MATERIAL SUPPLIED:
-------

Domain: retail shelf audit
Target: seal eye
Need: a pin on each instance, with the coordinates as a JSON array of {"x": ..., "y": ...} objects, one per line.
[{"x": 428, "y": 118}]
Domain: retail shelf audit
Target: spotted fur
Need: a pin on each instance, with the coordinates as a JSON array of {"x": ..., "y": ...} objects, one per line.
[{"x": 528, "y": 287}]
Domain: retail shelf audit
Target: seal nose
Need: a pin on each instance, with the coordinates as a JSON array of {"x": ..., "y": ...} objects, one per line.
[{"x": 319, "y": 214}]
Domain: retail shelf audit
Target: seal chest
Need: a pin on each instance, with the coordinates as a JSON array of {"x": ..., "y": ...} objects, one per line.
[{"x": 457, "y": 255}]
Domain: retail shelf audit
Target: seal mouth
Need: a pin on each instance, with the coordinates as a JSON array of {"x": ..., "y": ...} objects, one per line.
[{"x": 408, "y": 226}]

-------

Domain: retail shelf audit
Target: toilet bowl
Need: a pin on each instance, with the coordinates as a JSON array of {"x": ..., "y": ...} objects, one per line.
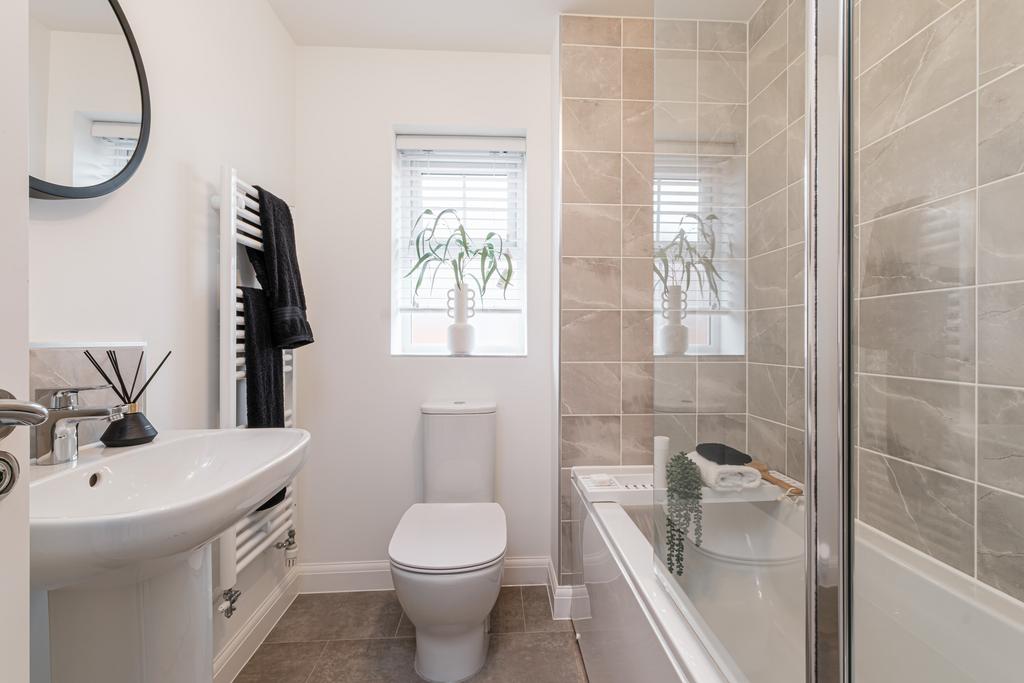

-------

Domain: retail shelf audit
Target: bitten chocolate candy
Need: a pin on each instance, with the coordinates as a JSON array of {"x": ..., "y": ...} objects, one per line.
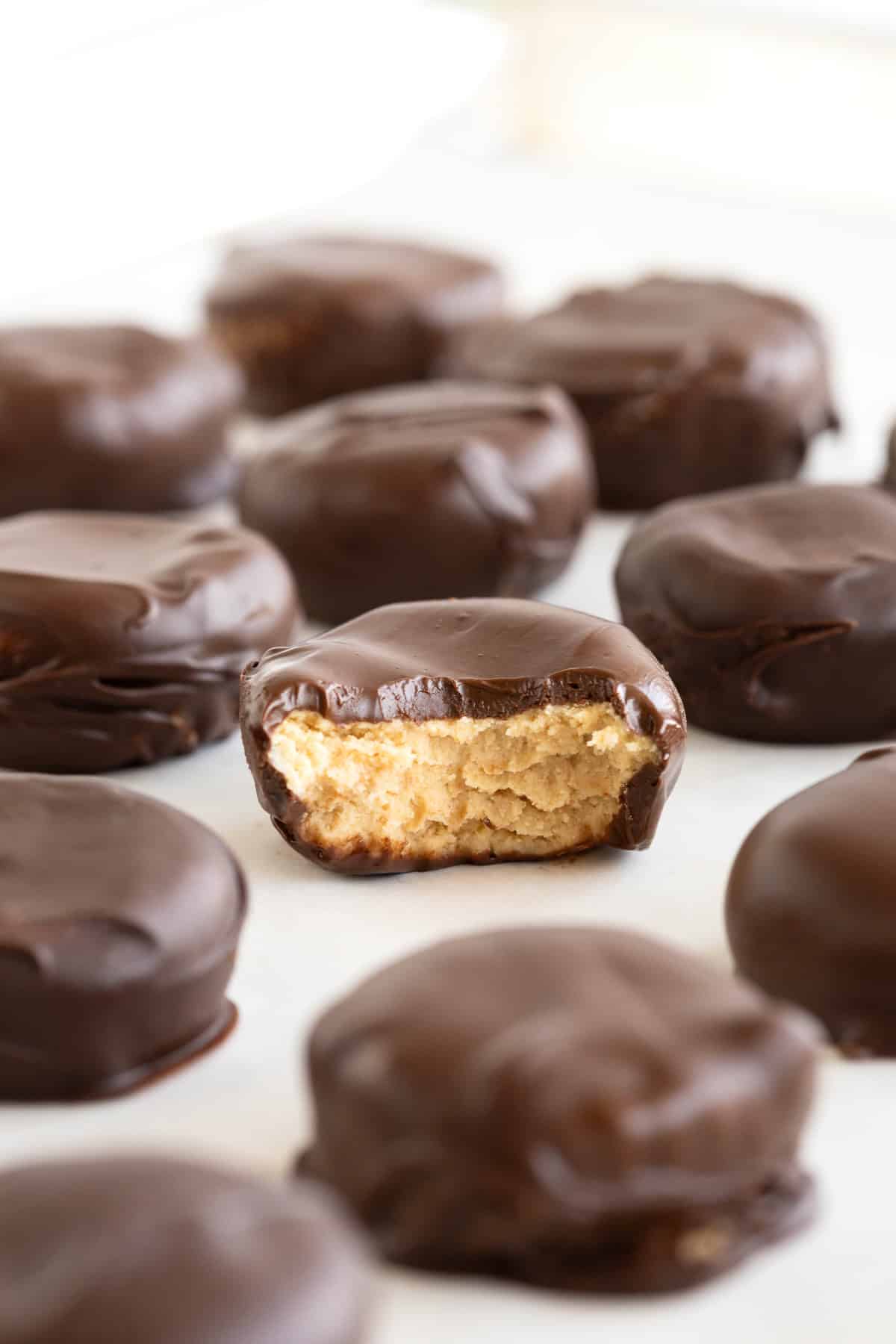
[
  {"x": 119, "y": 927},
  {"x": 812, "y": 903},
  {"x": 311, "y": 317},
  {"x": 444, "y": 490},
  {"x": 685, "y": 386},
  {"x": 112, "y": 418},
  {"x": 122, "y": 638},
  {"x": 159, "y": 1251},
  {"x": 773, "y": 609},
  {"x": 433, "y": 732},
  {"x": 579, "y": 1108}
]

-------

Wherever the string "seal" shows up in the material, copy the line that holds it.

RESPONSE:
Target: seal eye
Target: seal nose
Target: seal chest
Target: seal mouth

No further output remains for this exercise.